Free-text object descriptions:
++++++++++
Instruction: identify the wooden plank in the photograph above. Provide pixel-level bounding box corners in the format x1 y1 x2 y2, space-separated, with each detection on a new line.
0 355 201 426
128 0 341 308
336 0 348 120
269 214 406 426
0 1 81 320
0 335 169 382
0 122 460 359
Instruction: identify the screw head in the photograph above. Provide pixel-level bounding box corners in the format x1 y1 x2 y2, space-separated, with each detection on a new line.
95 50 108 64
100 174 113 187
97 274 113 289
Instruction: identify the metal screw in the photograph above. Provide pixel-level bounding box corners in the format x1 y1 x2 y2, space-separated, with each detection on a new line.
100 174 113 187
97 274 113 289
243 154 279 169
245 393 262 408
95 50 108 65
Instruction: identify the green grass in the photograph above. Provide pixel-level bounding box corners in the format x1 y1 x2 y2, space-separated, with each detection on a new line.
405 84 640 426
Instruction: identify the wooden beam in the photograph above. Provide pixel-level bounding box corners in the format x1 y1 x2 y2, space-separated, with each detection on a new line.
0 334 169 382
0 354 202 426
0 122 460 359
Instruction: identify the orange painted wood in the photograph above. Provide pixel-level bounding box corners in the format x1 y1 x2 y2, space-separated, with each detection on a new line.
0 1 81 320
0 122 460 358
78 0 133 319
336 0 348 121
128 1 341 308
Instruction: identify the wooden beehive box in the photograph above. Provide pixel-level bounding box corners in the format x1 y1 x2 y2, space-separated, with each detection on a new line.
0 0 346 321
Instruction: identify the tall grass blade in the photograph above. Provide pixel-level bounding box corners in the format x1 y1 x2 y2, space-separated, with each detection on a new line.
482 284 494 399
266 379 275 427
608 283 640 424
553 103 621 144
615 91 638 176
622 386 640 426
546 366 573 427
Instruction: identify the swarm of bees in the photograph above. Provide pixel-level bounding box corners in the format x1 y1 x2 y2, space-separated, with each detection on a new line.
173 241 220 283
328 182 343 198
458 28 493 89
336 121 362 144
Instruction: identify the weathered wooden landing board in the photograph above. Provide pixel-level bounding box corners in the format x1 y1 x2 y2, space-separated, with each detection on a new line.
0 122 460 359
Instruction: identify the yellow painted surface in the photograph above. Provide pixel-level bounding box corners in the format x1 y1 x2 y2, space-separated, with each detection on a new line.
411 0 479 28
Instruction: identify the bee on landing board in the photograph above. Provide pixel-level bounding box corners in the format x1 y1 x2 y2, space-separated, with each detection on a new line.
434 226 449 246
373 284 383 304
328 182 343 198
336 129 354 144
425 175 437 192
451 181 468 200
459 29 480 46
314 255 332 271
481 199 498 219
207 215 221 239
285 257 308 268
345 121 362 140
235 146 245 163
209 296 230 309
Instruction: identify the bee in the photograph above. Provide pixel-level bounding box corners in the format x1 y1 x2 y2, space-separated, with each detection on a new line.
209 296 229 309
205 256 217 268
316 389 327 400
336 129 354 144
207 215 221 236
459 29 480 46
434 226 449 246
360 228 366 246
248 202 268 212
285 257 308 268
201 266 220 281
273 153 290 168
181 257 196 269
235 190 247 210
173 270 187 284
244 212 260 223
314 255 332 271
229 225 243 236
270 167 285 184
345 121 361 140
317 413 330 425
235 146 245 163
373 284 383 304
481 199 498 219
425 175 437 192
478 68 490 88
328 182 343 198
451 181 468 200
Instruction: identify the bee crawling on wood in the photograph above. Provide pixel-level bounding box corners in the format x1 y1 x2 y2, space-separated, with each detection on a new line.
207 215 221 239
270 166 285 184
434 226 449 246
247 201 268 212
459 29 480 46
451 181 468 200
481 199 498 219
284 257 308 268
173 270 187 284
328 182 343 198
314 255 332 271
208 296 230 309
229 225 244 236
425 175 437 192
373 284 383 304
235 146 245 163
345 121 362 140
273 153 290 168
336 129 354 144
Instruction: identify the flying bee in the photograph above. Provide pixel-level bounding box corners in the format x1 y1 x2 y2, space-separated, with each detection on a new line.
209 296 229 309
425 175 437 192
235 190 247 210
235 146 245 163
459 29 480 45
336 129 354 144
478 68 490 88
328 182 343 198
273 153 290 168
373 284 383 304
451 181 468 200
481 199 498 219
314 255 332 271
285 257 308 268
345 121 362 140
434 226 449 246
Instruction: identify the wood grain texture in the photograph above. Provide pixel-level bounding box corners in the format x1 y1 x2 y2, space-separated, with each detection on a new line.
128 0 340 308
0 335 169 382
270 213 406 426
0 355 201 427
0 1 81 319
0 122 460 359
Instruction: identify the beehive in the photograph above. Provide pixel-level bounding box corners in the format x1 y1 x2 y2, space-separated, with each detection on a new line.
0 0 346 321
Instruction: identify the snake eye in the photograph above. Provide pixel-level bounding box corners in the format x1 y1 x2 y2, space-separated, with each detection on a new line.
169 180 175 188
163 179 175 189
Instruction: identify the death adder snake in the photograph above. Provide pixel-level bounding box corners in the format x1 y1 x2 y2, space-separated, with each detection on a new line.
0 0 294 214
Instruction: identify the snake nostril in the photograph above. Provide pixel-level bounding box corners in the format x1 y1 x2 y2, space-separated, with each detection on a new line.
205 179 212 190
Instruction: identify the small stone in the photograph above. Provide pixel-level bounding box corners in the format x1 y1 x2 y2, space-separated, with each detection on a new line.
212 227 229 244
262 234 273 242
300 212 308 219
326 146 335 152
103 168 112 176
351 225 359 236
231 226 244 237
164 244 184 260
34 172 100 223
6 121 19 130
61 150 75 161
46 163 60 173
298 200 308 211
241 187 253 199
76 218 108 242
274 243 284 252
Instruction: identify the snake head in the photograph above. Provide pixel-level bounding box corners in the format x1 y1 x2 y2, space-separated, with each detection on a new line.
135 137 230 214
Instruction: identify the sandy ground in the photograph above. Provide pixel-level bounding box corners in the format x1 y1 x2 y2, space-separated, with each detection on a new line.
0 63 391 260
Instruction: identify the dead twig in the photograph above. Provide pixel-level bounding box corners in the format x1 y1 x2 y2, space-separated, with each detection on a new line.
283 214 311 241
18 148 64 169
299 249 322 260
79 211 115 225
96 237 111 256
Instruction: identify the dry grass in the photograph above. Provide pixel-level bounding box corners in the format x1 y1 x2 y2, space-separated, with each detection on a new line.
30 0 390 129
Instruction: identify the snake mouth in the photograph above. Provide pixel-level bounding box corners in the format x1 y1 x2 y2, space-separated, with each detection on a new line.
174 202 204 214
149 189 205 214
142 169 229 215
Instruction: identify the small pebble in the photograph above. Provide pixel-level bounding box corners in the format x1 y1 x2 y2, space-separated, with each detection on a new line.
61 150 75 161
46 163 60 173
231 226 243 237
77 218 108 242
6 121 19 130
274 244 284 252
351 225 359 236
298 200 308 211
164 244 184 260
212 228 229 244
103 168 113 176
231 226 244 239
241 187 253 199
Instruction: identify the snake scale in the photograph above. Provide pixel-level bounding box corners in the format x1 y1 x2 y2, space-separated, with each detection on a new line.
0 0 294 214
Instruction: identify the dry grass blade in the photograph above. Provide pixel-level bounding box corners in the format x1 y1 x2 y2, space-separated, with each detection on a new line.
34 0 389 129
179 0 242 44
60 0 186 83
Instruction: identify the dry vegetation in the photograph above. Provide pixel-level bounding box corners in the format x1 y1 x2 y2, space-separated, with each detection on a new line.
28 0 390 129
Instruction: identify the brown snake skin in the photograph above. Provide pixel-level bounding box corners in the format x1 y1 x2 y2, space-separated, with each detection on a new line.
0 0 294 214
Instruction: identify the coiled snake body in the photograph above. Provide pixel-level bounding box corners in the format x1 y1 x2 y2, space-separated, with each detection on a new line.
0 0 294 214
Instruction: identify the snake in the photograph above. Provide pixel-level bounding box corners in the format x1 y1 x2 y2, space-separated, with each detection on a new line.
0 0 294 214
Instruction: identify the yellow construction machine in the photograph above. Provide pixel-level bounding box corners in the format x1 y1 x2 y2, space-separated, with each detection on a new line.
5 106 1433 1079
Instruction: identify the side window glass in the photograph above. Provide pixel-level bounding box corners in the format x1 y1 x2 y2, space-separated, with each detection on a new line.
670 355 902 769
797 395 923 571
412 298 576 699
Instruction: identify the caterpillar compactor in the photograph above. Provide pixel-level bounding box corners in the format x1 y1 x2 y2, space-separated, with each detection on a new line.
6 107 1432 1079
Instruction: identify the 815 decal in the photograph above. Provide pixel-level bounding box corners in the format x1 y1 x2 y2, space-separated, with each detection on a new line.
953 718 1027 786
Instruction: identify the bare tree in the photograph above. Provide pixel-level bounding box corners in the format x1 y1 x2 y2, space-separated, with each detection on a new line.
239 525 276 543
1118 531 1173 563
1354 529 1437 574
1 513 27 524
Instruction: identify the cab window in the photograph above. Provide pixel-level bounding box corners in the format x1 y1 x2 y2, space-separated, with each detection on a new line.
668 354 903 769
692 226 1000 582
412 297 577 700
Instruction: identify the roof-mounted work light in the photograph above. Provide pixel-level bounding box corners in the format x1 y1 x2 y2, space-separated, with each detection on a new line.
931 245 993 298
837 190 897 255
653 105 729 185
++++++++++
Activity: Nothing but the lines from the one containing "Instruction: identify the 815" through the final line of the data above is to be reproduced, each exactly as written.

Your response:
Instruction: identify the 815 decal in the photograph above. Provide pixel-level bounding box corners in the format x1 y1 x2 y2, space-separated, with each detection on a new line.
953 718 1027 786
Instruction: identify the bare tree in the photograph above. Provide pixel-level bounding box corners in the format x1 y1 x2 y2, space-separated, with each detection on a new line.
239 525 276 543
1118 531 1173 563
1354 529 1437 574
1 513 27 524
Instruction: identify the cab window in the photograph above. Provide pixel-level bounding box corners in the format x1 y1 x2 y2, space-separated, with each detection on a new line.
668 354 903 769
692 226 1000 582
412 297 577 700
Instruction: identify the roof-mounted work light in the photograph above. Provide pixel-level bounding box corners in the format x1 y1 x2 y2, space-separated, with each detection on a new line.
931 245 993 298
837 190 897 255
653 105 729 185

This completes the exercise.